----- ESTRATTO DEL DOCUMENTO -----

Se per il lavoro nero il discorso è a parte, per quanto riguarda quello regolare di lavoro le soluzioni che potrebbero portare ad una significativa riduzione del lavoro povero sono essenzialmente due. Una è sostenuta dall’attuale governo, l’altra dall’opposizione. Va detto che anche se lo scontro politico è molto acceso, le due soluzioni non sono per nulla in contrasto l’una con l’altra. La prima è quella che riguarda l’aumento dei salari attraverso lo strumento della contrattazione collettiva. Quindi l’operazione da fare sarebbe quella di rivedere al rialzo i contratti nazionali che non garantiscono la sussistenza attraverso un orario di lavoro normale (le classiche 8 ore al giorno per cinque giorni, per fare l’esempio più diretto). Questa soluzione indubbiamente è giusta ma ha comunque dei limiti: il primo è che esistono alcuni lavori che non sono disciplinati dai contratti nazionali e che quindi andrebbero analizzati caso per caso, questo sarebbe un lavoro molto lungo e complesso che potrebbe portare a poco. Quindi alcuni lavori rischierebbero di fatto di restare esclusi da una simile operazione. Il secondo limite è ancora più immediato. Un contratto regolare di 5 euro lordi l’ora, tramite contrattazione potrebbe passare a 6 o a 7, ma difficilmente si alzerebbe di più. Ciò risolverebbe parzialmente il cosiddetto problema della sussistenza, ad esempio chi lavora part-time in maniera involontaria avrebbe più o meno le stesse magagne da affrontare. La questione ruota intorno ad una sorta di definizione allargata di lavoro povero, ovvero di non interpretare questo solamente come quello che non garantisce la soglia ufficiale di sussistenza. Se uno guadagna 700 euro al mese, con i prezzi correnti farà comunque molta fatica ad arrivare a fine mese, anche se il suo stipendio supera la soglia di povertà assoluta (circa 675 euro al Nord, 475 al Sud, per l’anno 2021, secondo l’Istat).
La seconda soluzione è quella del molto dibattuto salario minimo. Proposto unitariamente dalle opposizioni si tratta di una misura che alzerebbe, per così dire di colpo, le retribuzioni di tutti i contratti, impedendo che essere scendano sotto una soglia minima oraria. In Italia si è molto parlato di fissare questa soglia a 9 euro (lordi), in Germania ad esempio è 12. Se ciò accadesse, i contratti a 5 euro l’ora di cui sopra passerebbero direttamente a 9. Ciò comporterebbe alcuni altri problemi, ma è anche ovvio che una soluzione perfetta non potrà mai esistere. L’impedimento di scendere sotto una certa cifra chiaramente non comporterebbe l’abbassamento dei contratti verso quella stessa cifra quando questi risultino superiori. Di conseguenza si tratterebbe semplicemente di una sorta di garanzia minima per ogni lavoratore.
Come è facile capire la contrattazione collettiva ed il salario minimo non sono due cose opposte. La riduzione o addirittura la sconfitta del lavoro povero può essere raggiunta attraverso entrambi gli strumenti, se utilizzati insieme in maniera sapiente. E’ vero che il secondo escluderebbe la prima, ma va detto che difficilmente si riuscirà ad introdurre una misura che letteralmente “raddoppi” alcuni contratti. Si potrebbe invece approntare un provvedimento iniziale di salario minimo più basso di 9 euro, a salire nel tempo e nel mentre raggiungere salari dignitosi attraverso la contrattazione collettiva, che resterebbe comunque fondamentale per la soluzione delle controversie su contratti superiori al salario minimo.

-----

**CONSEGNA:** Secondo il testo sul lavoro povero, quali erano le soglie di povertà assoluta indicate dall'Istat per il 2021?

----- ESTRATTO DEI DATI -----

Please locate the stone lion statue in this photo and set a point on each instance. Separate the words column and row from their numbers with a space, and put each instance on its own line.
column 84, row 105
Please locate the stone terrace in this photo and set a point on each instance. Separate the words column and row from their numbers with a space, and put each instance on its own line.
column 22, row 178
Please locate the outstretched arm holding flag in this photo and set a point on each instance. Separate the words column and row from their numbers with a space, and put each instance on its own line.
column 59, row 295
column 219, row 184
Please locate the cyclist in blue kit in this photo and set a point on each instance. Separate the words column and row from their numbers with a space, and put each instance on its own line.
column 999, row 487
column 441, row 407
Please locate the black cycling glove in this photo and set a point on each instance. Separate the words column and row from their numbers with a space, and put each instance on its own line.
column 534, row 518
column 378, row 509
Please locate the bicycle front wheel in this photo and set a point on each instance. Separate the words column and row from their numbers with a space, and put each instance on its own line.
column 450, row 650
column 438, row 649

-----

**SOLUZIONE:** Circa 675 euro al Nord e 475 euro al Sud.